### [WHAT IS NEEDED]
Write the material out again, line by line, exactly as it is.

### [TASK MATERIAL]
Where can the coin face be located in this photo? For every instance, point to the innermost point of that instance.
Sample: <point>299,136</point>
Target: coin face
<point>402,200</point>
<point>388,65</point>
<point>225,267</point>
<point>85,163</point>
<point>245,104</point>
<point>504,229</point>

### [CORRECT RESPONSE]
Where can the coin face be located in this photo? For every instance, point to the innermost point of that instance.
Sample: <point>299,136</point>
Target: coin face
<point>402,200</point>
<point>388,65</point>
<point>225,267</point>
<point>85,163</point>
<point>245,104</point>
<point>504,229</point>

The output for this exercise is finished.